**Extract to read**
_ _ _

There are three coat types: smooth, wirehaired, and longhaired.
Dachshunds are lovable, playful companions, and an ideal pet for many homes, including those with children with appropriate supervision. They require moderate exercise, and can adapt to most living environments. Depending on their coat type, Dachshunds may need regular grooming.
Depending on the size of your dog as an adult you are going to want to feed them a formula that will cater to their unique digestive needs through the various phases of their life. Many dog food companies have breed-specific formulas for small, medium, large and giant breeds. The Dachshund is a small breed and has a lifespan of 12 to 16 years.
What you feed your dog is an individual choice, but working with your veterinarian and/or breeder will be the best way to determine frequency of meals as a puppy and the best adult diet to increase his longevity. Clean, fresh water should be available at all times.
Dachsunds come in smooth, wirehair and longhaired coats with increasing coat length and grooming needs. Generally, owners can learn to do their own grooming, but many prefer the services of a professional groomer. Their nails should be trimmed regularly to avoid overgrowth and cracking. Their ears should be checked regularly to avoid a buildup of wax and debris which can result in an infection. Teeth should be brushed regularly.
It’s hard to stay in a bad mood with a Dachsie around—he is upbeat and curious. Dachshunds are lovable, playful companions, and an ideal pet for many homes, including those with children with appropriate supervision. They require moderate exercise, and can adapt to most living environments. Dachshunds are clever, alert, playful, and affectionate. They can also be independent little critters who have minds of their own to the point of being downright stubborn. So, like most hounds, early socialization and continued obedience training is required for a well-rounded pet.

_ _ _

**Stored data entries**
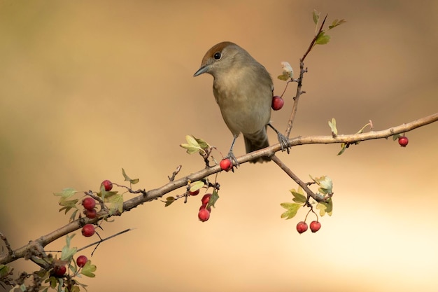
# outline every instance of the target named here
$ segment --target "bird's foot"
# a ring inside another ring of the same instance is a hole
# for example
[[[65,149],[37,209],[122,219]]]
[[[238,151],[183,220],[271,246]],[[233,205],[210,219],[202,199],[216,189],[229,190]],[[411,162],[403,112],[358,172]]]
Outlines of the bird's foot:
[[[290,144],[289,144],[289,139],[286,138],[285,135],[277,132],[277,137],[278,138],[278,142],[280,142],[280,146],[281,146],[281,151],[285,151],[289,154],[289,149],[290,148]]]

_ _ _

**Apply what you read**
#1 For each statement about the Dachshund text, answer yes or no and quote the words that decide it: (a) A Dachshund lives 12 to 16 years. (b) Dachshunds need intense exercise. (c) Water should be offered only at mealtimes.
#2 List every trait named in the sentence of the Dachshund text that begins "Dachshunds are clever".
#3 According to the Dachshund text, what is required for a well-rounded pet?
Work from the Dachshund text alone.

**Answers for this exercise**
#1
(a) Yes: "The Dachshund is a small breed and has a lifespan of 12 to 16 years."
(b) No: "They require moderate exercise"
(c) No: "Clean, fresh water should be available at all times."

#2 clever, alert, playful, affectionate

#3 Early socialization and continued obedience training.